-------- Textauszug --------

Naturschutz statt Folter

  18 März 2016    Gelesen: 1059
Naturschutz statt Folter
Guantanamo ist ein Ort, wohin kaum jemand freiwillig geht. Ausgerechnet dort könnten sich US-Forscher einen Naturpark zur amerikanisch-kubanischen Annäherung vorstellen.
Das Gefängnis der Guantanamo Bay Naval Base auf Kuba ist bis heute ein rechtsfreier Raum: Immer wieder gibt es Geschichten von gefolterten Gefangenen, die ohne Prozess jahrelang auf der Insel festgehalten wurden. Menschenrechtsorganisationen wie Amnesty International fordern immer wieder, das Gefängnis zu schließen.

--------

- **Zu erledigende Aufgaben**
1) Warum wird das Gefängnis der Guantanamo Bay Naval Base im Text über Guantanamo als „rechtsfreier Raum“ bezeichnet? Antworte in ein bis drei Sätzen.
2) Wie könnte der Text über Guantanamo weitergehen? Führe ihn nach dem letzten Satz fort.

-------- Bereitgestelltes Material --------

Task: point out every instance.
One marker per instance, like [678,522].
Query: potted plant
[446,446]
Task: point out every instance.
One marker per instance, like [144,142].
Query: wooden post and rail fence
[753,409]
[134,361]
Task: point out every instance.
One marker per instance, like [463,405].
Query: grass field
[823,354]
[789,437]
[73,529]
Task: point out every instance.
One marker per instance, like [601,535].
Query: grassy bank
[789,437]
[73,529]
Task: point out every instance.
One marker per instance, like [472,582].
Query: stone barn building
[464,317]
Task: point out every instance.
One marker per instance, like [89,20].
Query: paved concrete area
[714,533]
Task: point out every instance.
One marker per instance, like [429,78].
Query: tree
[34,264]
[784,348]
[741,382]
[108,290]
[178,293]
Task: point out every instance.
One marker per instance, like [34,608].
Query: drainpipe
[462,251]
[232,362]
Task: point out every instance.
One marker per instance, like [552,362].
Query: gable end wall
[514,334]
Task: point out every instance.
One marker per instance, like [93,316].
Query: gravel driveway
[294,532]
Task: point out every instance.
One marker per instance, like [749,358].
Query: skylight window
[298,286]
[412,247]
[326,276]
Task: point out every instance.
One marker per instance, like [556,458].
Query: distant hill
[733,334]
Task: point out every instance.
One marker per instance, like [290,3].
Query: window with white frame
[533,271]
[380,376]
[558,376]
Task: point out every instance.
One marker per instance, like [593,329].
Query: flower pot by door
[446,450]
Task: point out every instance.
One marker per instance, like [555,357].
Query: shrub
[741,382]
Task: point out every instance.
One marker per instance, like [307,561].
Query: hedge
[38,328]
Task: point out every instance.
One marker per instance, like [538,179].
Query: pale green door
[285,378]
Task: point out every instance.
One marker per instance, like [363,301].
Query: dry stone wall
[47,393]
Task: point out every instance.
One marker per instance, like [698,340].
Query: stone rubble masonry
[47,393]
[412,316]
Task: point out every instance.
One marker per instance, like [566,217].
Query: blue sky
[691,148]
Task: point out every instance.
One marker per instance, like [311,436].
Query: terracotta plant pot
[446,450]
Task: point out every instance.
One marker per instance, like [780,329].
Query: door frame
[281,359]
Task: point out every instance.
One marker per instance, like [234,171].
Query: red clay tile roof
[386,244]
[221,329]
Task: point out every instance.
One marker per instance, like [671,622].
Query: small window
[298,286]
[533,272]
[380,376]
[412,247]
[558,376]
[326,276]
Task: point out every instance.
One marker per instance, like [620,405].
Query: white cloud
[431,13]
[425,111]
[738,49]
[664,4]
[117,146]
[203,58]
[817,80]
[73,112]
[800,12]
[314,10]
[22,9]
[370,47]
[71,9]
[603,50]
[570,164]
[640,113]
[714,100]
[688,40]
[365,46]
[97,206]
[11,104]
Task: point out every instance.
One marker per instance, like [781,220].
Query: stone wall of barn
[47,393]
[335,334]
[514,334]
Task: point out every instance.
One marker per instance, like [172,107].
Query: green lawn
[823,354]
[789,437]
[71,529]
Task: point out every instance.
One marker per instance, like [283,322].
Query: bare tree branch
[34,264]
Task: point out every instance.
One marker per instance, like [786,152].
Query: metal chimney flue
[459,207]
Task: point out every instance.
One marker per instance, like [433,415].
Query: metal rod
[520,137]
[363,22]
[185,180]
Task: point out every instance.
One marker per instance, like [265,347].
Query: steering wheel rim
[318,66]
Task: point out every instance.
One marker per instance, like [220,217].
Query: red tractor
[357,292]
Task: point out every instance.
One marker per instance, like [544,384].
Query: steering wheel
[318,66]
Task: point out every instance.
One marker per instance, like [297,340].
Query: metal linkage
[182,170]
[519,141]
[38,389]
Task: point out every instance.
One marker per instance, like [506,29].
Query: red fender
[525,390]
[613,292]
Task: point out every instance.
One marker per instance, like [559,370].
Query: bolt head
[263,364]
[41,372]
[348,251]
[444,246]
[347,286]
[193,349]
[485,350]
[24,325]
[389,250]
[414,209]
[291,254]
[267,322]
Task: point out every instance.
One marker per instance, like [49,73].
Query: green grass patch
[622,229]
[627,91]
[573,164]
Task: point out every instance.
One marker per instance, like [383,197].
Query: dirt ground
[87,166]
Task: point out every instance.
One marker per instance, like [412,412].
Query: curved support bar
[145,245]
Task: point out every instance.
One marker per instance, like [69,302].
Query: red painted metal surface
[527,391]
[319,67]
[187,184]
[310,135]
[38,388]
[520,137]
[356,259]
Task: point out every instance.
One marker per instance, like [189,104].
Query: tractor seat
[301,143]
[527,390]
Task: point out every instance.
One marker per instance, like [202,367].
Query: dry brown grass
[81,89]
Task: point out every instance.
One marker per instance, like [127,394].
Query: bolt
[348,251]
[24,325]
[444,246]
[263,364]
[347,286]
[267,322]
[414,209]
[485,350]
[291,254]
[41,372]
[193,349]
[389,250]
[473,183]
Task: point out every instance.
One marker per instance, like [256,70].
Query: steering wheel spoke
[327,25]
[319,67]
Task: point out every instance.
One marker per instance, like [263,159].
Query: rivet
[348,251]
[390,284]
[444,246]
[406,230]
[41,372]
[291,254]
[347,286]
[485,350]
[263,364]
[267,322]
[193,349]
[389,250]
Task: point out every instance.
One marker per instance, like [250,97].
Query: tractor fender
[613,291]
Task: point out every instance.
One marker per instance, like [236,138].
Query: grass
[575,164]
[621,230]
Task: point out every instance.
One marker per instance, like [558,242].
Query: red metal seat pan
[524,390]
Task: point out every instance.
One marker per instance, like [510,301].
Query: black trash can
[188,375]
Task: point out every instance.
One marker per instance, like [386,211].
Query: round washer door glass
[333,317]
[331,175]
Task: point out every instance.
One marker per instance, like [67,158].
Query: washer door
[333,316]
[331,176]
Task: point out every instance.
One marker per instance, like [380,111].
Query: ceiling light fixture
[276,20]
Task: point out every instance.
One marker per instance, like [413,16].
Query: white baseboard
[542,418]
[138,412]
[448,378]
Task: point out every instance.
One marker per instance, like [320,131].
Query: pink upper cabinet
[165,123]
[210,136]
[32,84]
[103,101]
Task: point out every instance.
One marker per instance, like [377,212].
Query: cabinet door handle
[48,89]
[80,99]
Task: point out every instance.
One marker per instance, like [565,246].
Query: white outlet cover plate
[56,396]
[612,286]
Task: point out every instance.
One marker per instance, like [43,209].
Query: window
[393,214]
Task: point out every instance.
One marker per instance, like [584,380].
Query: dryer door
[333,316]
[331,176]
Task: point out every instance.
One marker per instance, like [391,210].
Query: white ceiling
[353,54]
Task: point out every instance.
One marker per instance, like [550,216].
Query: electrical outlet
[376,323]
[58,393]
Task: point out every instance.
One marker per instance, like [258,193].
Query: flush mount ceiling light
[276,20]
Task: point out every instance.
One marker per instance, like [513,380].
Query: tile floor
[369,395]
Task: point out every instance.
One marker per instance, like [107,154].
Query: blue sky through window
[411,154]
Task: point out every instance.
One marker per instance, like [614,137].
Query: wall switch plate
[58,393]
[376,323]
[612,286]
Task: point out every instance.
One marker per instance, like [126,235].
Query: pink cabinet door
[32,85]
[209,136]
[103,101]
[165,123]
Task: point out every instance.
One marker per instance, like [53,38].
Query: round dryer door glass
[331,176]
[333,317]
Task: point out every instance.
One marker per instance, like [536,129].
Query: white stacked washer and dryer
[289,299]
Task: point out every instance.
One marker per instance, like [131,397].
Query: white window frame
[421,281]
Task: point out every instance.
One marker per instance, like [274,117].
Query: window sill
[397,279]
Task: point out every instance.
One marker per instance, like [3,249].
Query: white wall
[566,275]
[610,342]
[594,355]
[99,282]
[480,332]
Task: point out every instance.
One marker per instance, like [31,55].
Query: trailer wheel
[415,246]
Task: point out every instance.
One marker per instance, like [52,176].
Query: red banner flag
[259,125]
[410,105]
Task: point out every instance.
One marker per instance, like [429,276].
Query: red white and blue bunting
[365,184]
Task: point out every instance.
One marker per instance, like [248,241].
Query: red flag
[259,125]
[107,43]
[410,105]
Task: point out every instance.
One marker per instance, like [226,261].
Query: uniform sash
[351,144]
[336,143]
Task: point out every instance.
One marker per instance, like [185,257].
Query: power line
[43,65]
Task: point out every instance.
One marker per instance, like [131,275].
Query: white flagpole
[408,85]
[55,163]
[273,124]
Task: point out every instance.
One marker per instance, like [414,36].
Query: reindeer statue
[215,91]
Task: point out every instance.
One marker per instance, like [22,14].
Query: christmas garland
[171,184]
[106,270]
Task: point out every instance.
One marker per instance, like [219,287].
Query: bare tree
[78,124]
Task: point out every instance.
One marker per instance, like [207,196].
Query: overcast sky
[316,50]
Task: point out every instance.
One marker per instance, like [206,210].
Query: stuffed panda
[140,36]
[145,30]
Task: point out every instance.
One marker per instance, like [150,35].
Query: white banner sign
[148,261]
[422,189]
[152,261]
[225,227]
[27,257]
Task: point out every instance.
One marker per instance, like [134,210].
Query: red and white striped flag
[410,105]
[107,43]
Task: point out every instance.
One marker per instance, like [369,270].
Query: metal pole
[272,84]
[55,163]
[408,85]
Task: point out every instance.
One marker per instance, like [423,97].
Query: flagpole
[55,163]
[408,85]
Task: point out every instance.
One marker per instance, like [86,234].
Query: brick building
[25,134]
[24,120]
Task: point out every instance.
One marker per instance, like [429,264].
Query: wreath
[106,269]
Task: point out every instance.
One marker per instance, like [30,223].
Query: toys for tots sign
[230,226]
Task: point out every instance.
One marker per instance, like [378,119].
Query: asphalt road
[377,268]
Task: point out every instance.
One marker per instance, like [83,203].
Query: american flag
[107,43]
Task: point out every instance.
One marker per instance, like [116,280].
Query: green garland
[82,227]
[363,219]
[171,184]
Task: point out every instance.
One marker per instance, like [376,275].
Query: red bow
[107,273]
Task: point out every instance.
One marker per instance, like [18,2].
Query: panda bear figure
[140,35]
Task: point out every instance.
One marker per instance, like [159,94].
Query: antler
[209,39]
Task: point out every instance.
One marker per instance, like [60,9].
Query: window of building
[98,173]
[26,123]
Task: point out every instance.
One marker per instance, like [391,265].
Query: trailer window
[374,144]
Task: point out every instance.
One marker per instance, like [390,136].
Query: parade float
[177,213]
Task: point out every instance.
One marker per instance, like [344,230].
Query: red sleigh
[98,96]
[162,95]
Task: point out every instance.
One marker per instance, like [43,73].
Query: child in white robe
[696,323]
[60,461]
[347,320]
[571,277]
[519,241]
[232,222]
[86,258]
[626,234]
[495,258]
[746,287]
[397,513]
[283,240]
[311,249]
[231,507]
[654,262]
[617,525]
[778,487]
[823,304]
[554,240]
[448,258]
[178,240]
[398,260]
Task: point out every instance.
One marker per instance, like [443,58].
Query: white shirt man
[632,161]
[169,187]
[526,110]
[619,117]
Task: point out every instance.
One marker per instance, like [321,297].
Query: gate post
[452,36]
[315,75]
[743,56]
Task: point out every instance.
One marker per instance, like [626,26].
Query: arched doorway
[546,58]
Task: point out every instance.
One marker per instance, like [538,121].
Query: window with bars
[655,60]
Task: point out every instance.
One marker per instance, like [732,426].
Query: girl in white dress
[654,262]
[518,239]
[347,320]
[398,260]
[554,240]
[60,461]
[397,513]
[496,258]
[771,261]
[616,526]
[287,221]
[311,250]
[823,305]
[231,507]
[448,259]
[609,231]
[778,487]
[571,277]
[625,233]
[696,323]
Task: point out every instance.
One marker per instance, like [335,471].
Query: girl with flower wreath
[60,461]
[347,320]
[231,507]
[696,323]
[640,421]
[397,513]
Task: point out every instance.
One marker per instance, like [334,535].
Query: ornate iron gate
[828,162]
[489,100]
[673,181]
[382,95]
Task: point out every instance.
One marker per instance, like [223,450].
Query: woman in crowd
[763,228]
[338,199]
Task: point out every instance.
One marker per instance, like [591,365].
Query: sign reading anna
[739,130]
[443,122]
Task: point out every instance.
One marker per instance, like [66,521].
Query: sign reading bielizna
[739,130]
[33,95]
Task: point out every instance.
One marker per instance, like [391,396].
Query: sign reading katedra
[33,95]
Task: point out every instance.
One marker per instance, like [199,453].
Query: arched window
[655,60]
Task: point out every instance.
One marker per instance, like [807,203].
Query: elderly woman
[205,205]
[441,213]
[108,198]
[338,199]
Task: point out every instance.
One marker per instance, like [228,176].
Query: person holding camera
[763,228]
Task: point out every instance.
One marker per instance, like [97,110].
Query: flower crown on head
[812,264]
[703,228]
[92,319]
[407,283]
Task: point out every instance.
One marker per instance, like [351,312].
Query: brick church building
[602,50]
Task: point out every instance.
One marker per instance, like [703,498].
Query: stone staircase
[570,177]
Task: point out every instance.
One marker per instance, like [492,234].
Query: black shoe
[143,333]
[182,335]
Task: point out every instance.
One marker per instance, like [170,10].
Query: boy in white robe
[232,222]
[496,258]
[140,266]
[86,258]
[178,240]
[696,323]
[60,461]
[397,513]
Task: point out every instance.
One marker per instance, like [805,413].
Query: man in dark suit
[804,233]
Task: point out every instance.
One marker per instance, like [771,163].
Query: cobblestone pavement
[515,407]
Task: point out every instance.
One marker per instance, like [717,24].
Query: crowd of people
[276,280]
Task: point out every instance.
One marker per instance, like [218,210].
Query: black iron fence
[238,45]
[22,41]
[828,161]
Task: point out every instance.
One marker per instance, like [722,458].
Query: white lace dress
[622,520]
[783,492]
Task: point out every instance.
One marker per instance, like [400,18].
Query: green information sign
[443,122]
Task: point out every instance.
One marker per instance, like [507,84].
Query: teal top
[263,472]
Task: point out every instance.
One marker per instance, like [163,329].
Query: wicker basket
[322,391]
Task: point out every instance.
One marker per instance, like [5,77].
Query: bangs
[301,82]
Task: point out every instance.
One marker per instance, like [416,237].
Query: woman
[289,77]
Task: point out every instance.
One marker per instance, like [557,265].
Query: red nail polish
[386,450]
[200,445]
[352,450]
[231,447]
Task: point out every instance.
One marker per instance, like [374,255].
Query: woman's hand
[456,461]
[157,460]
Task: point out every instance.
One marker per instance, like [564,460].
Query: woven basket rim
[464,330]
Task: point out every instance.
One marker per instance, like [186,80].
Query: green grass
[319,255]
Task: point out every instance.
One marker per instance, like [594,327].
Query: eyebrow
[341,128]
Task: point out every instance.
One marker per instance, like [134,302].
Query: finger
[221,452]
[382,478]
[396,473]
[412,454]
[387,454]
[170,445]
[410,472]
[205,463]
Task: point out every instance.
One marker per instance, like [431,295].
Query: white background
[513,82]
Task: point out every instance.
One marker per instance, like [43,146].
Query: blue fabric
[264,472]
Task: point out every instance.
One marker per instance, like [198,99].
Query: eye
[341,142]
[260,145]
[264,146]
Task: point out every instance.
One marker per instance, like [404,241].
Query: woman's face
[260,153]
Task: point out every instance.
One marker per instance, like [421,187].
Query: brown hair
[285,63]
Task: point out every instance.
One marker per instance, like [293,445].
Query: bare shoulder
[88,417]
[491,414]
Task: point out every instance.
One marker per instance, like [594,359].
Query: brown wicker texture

--------

- **Lösungen**
1) Es gibt immer wieder Geschichten von gefolterten Gefangenen, die ohne Prozess jahrelang auf der Insel festgehalten wurden.

2)
Dasselbe will US-Präsident Barack Obama seit Antritt seiner Amtszeit – bisher scheiterten seine Vorschläge aber immer am US-Kongress. Kuba selbst beansprucht die rund 117 Quadratkilometer große Militärstation schon lange zurück. Guantanamo ist ein Ort voller Unrecht. Alles andere als idyllisch.

Doch genau das sehen einige Forscher anders: Dort, wo der Militärstützpunkt der US Navy steht, sehen sie den idealen Standpunkt für einen Nationalpark – ein Naturschutzgebiet und eine Forschungsstation. Ihre Ideen dazu erläuterten sie im Wissenschaftsmagazin Science. (Roman und Kraska, 2016)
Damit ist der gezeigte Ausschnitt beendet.